— SET PROBLEM —
Rewrite the stretch from the line containing "Scan the image provided and answer: is any snow-covered" through the end of the records, requests included, and increase every bounding box coordinate in the answers by 71. Leave the pictures out of what you give back.

— DATA FOR THE TASK —
━━━━━━━━━━━━━━━━

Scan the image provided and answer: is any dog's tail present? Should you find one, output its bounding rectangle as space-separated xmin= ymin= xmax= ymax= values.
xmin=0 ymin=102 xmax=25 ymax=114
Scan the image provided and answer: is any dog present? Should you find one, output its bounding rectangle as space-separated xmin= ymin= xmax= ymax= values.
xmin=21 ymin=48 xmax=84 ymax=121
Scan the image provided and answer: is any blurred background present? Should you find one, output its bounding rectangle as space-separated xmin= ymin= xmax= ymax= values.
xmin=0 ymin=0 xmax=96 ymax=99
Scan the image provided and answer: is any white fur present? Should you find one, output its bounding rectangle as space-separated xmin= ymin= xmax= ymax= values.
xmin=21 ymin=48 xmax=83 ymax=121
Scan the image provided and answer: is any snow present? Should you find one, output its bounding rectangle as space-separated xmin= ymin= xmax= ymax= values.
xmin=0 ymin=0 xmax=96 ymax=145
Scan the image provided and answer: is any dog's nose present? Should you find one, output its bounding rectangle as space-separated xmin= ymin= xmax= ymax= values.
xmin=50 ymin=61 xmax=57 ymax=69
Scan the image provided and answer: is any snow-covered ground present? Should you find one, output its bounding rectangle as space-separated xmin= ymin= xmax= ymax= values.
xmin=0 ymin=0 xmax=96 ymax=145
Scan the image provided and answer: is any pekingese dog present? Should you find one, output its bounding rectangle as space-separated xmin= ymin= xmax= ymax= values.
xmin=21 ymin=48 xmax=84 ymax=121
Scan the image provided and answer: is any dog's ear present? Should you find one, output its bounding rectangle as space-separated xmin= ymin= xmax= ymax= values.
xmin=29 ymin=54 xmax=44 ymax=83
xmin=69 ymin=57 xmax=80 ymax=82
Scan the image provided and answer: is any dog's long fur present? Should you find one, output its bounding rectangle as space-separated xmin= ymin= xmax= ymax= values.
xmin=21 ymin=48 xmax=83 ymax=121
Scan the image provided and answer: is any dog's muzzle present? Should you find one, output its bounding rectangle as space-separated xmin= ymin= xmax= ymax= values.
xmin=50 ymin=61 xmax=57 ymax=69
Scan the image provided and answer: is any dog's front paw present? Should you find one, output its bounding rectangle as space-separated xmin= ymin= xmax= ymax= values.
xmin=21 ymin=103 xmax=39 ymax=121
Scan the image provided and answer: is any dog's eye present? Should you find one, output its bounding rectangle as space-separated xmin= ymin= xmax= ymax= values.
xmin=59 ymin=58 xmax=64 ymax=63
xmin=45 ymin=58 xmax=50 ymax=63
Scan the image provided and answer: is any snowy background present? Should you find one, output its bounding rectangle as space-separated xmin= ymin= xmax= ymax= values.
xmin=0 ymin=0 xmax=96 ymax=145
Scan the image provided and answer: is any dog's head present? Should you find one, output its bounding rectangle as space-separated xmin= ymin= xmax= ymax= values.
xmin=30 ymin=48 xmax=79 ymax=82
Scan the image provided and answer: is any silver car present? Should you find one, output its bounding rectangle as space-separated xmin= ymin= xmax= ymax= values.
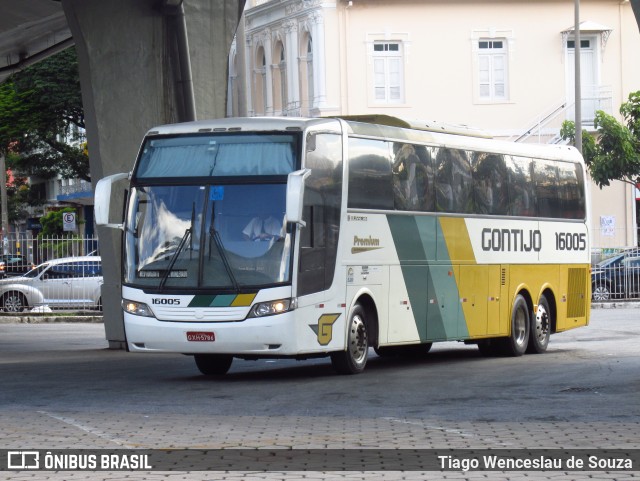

━━━━━━━━━━━━━━━━

— EXERCISE OUTPUT —
Scan the image provided and answer: is any snow-covered ground present? Should you find one, output its bounding rectangle as space-separated xmin= ymin= xmax= ymax= values.
xmin=71 ymin=71 xmax=167 ymax=216
Scan the image provided and answer: is any pekingese dog present? Should you find one, output its bounding rectangle as space-separated xmin= ymin= xmax= ymax= values.
xmin=92 ymin=119 xmax=155 ymax=192
Scan the image provided and answer: is any dog's ear present? Should you find one, output its bounding rectangle as space-separated xmin= ymin= xmax= ymax= values.
xmin=100 ymin=125 xmax=115 ymax=154
xmin=140 ymin=128 xmax=151 ymax=153
Scan the image provided and answer: is any dog's long fur present? Should you find one, output its bounding rectangle as space-separated xmin= ymin= xmax= ymax= values.
xmin=92 ymin=119 xmax=154 ymax=192
Scan the image provided and answer: is any dog's muzzle present? Should you find one, output its bounding rectangle as space-separated xmin= ymin= xmax= ymax= values.
xmin=121 ymin=132 xmax=128 ymax=140
Scan the image provided and answer: is any dog's front paw present? Should you find one, output its bounding rectangle as space-separated xmin= ymin= xmax= ymax= values.
xmin=92 ymin=174 xmax=110 ymax=192
Scan the image provided and answer: is any dog's eye present? Should you find one, output its bounding rectangle as space-separated xmin= ymin= xmax= ymax= values.
xmin=130 ymin=129 xmax=135 ymax=134
xmin=116 ymin=129 xmax=121 ymax=134
Scan the image provided and answer: is any snowy background present? Should you find one, output its bounding rectangle as space-separated xmin= ymin= xmax= ymax= values.
xmin=71 ymin=71 xmax=167 ymax=216
Scan the image provided and answer: is any dog's head present? Should you find one, output its bounding rectangle as space-separated xmin= ymin= xmax= ymax= values.
xmin=101 ymin=119 xmax=150 ymax=153
Scan the image provided and answer: is any silver car present? Should you find one, output its bounding rectangle as space-separated xmin= ymin= xmax= ymax= values.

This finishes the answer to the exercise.